Em vista da globalização e do contexto político e econômico atual, permeado por instabilidade em diversos países, as discussões envolvendo a eleição de jurisdição estrangeira em contratos celebrados entre partes nacionais e internacionais têm se tornado cada vez mais recorrentes.

Entende-se por eleição de foro a escolha dos contratantes sobre a lei e jurisdição aplicáveis ao contrato em caso de eventual controvérsia entre as partes. Trata-se, por conseguinte, de pacto acessório, por meio do qual os contratantes escolhem o foro competente para conhecer de eventual litígio, e a lei de direito material aplicável para reger os direitos e obrigações que se originam a partir da relação contratual.

No Brasil, os limites da jurisdição nacional são disciplinados nos artigos 21 a 25 do Código de Processo Civil (CPC). Em regra, o Brasil não reconhece a litispendência internacional, de modo que, no caso de competência concorrente, é possível que sejam propostas ações idênticas perante autoridades brasileira e estrangeira.

--- MATERIAL EXIBIDO ---
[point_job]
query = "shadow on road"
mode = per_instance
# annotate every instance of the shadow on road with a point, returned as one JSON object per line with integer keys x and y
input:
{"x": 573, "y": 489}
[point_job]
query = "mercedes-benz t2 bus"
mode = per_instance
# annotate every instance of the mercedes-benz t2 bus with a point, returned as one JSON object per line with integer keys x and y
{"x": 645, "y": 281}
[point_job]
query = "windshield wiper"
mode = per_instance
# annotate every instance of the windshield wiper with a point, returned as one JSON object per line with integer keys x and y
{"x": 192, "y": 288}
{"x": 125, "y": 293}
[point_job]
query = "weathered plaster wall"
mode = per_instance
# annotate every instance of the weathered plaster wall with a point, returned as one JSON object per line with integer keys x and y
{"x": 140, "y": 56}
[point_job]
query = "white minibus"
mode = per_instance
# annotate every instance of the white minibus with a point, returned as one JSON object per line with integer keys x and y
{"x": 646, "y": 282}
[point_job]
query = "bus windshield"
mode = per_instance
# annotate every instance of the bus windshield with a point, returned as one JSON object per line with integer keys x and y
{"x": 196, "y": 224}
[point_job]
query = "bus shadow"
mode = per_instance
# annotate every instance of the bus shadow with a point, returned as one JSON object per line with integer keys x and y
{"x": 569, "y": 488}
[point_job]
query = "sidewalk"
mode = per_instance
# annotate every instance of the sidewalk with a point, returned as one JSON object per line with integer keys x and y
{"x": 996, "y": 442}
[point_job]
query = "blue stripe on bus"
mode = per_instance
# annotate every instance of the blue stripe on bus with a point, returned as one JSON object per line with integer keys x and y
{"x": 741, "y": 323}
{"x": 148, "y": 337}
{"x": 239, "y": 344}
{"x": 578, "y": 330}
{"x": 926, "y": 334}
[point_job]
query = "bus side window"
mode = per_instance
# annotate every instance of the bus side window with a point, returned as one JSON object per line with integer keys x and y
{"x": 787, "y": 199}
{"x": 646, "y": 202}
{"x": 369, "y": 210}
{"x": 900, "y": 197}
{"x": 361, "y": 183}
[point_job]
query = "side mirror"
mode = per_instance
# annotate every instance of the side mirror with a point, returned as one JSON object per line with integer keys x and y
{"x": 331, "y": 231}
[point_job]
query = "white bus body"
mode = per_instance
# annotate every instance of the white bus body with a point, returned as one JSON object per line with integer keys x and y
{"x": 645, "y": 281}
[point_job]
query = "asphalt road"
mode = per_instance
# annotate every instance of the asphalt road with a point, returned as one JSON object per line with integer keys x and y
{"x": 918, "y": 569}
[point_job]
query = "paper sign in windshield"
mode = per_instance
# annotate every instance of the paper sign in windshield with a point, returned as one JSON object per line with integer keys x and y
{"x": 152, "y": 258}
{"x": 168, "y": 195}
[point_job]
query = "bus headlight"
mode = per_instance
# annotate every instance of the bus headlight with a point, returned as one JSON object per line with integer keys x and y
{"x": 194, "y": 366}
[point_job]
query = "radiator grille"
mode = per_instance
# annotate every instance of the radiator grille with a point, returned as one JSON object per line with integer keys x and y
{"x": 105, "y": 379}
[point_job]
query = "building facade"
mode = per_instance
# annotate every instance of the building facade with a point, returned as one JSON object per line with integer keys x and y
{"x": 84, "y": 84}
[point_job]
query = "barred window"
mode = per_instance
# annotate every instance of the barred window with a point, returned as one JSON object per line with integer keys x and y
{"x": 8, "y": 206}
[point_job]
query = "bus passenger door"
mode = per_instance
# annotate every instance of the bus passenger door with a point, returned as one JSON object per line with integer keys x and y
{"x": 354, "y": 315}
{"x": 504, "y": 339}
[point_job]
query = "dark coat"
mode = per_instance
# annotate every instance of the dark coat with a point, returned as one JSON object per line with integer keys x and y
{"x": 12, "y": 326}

--- DESAFIO ---
Responda às perguntas a seguir com base no texto sobre eleição de foro.
1. Por meio da eleição de foro, o que os contratantes escolhem?
2. Em quais artigos do Código de Processo Civil estão disciplinados os limites da jurisdição nacional?
3. O que, em regra, o Brasil não reconhece?

--- RESPOSTA ABAIXO ---
1. Os contratantes escolhem o foro competente para conhecer de eventual litígio e a lei de direito material aplicável para reger os direitos e obrigações que se originam da relação contratual.
2. Nos artigos 21 a 25.
3. A litispendência internacional.